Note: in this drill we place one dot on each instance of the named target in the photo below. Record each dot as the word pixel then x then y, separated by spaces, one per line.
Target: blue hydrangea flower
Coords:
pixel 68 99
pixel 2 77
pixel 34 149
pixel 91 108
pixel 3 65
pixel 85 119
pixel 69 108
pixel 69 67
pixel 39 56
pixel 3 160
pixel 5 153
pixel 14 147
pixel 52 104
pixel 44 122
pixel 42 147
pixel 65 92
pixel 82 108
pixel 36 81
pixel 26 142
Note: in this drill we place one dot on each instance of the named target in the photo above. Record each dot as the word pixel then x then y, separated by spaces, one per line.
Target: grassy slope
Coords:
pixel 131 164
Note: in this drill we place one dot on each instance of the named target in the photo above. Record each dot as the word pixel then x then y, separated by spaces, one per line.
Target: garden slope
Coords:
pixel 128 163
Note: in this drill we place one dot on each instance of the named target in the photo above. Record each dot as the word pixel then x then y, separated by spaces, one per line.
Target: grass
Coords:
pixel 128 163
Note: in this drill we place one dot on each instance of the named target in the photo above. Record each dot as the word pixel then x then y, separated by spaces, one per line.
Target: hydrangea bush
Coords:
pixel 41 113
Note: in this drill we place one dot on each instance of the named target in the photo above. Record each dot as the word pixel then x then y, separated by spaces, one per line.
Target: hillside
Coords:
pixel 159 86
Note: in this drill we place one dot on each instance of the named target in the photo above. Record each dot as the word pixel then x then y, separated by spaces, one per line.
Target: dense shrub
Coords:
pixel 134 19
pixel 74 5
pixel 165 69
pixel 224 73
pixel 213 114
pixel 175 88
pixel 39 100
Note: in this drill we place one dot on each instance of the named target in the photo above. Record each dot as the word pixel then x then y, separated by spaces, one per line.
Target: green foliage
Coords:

* [Task directions] Count up every line above that has the word "hydrangea" in it; answer with the number alone.

* [Output below] 2